(Dataset excerpts on object pointing)
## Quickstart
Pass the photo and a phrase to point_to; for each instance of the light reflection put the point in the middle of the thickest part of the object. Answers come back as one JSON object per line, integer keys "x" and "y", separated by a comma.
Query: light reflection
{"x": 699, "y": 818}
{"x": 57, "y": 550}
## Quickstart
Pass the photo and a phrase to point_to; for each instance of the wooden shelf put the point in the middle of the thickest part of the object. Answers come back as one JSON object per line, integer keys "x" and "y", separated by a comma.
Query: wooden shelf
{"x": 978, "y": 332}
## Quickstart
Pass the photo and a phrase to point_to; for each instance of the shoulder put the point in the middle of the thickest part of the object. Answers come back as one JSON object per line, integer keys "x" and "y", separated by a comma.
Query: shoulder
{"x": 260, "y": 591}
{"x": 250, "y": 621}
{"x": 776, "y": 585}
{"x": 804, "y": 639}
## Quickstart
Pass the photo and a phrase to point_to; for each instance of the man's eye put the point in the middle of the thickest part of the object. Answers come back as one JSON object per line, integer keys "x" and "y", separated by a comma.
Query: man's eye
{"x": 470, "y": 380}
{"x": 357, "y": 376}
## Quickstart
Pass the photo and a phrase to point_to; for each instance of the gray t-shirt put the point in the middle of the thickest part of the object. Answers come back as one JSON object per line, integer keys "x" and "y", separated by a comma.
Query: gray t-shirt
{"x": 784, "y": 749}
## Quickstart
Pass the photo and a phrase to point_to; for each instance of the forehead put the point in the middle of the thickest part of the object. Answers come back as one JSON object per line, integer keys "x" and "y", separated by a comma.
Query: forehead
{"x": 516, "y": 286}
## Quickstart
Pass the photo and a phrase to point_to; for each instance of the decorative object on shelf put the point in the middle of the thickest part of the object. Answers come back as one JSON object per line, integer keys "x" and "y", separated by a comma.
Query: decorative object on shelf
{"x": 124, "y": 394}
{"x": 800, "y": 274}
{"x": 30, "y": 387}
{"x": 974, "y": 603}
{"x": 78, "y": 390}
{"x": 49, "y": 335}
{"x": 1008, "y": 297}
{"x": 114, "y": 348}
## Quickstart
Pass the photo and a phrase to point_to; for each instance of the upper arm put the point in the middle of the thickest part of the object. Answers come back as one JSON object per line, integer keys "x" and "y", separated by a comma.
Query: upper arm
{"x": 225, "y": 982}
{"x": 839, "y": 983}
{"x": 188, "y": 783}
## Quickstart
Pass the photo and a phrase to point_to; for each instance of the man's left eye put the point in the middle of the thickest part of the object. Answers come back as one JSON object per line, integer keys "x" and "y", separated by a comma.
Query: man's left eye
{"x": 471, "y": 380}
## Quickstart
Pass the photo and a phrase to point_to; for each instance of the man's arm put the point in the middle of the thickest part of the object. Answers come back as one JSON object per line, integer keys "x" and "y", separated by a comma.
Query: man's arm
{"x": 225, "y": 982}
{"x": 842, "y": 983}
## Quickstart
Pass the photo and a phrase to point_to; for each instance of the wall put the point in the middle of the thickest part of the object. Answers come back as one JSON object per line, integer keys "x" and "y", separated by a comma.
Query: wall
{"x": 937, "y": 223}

▶ Your goal: Count the lines in the entries that contain the string "upper", matching case exactly, and give only that number.

▶ Answer to the exercise: 2